◆ **HOW TO COMPLETE THIS TASK**: Can you reproduce, word for word, the passage of the post about The Great Fever starting at "The American Experience: The" and ending at "blog, coming soon!)"?

◆ **SOURCE TEXT**:
Segment Open
Monday, April 6, 2009

The American Experience: The Great Fever

I like the PBS series, The American Experience. My only real problems with it are that I can't remember what night it's on, and that I still haven't adjusted to the Eastern Time Zone, so everything on TV seems as if it's on much too late. Fortunately for me, the PBS website carries information on the series (and some episodes can be watched online) and Netflix has it available for rental. So when I found a reference to an episode called The Great Fever while doing some genealogy research, I was able to have it at home to watch within a couple of days. (I will be blogging about the genealogy on a new blog, coming soon!)

The Great Fever was yellow fever, and the film is a documentary about how Walter Reed, Jesse Lazear, and others proved that the fever was transmitted by mosquitoes, enabling effective prevention measures to be undertaken and saving thousands of lives. This happened during the aftermath of the Caribbean phase of the Spanish-American War, during which U.S. forces took Cuba and Puerto Rico with a minimum of combat deaths but a huge number of deaths from disease -- typhoid, malaria and yellow fever.
Segment Closed
◆ **INFORMATION SHOWN**:
Segment Open
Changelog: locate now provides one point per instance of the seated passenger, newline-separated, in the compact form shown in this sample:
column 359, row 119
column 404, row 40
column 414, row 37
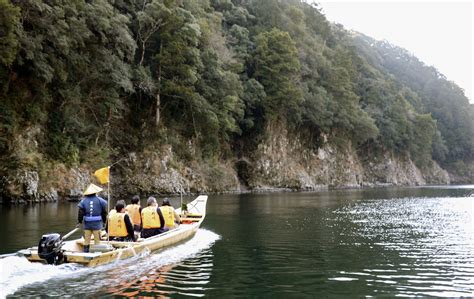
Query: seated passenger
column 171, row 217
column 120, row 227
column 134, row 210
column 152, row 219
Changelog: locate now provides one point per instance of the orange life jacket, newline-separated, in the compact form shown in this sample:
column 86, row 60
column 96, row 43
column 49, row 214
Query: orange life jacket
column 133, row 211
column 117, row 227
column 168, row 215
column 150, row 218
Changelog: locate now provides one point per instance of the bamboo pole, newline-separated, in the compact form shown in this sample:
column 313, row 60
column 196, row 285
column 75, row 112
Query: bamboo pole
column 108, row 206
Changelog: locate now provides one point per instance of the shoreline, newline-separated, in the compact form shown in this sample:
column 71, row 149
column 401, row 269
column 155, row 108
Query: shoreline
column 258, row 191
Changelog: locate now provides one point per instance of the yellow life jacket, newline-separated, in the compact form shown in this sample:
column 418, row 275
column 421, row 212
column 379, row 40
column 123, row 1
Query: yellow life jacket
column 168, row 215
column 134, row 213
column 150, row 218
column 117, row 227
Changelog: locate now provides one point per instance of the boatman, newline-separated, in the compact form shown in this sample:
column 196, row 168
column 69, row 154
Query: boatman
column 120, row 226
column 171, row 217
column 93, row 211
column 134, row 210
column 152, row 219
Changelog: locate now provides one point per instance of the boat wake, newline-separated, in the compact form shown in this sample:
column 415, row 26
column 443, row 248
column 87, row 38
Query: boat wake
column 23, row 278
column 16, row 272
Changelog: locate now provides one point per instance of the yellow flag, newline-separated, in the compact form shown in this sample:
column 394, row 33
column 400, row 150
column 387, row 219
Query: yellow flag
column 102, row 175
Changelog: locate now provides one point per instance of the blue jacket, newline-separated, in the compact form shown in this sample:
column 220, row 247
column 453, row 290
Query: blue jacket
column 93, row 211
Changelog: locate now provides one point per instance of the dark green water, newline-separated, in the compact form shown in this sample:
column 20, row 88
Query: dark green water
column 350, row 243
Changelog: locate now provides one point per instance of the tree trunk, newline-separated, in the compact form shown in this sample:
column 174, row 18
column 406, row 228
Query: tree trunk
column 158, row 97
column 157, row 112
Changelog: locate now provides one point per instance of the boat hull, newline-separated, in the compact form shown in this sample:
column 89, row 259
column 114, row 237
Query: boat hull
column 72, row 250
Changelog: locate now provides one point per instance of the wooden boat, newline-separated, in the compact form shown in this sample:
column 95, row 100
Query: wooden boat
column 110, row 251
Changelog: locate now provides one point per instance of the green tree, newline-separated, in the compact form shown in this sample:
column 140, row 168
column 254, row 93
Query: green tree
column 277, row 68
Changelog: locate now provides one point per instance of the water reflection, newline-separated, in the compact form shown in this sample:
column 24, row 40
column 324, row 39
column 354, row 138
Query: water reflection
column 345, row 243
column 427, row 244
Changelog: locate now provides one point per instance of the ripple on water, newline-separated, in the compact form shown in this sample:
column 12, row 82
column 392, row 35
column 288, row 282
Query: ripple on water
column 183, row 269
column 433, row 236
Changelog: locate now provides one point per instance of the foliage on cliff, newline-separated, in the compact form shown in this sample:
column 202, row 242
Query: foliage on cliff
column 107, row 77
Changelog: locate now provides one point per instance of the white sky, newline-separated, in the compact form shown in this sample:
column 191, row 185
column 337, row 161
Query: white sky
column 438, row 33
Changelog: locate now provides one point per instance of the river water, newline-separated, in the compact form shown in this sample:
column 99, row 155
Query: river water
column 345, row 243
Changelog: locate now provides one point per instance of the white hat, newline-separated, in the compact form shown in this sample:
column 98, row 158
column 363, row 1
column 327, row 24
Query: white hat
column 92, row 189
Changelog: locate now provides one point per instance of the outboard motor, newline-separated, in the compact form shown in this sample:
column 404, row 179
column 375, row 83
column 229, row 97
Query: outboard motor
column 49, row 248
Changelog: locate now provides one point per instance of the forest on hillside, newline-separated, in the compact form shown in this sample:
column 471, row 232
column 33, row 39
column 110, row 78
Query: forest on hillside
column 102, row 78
Segment Closed
◆ **ANSWER BOX**:
The American Experience: The Great Fever

I like the PBS series, The American Experience. My only real problems with it are that I can't remember what night it's on, and that I still haven't adjusted to the Eastern Time Zone, so everything on TV seems as if it's on much too late. Fortunately for me, the PBS website carries information on the series (and some episodes can be watched online) and Netflix has it available for rental. So when I found a reference to an episode called The Great Fever while doing some genealogy research, I was able to have it at home to watch within a couple of days. (I will be blogging about the genealogy on a new blog, coming soon!)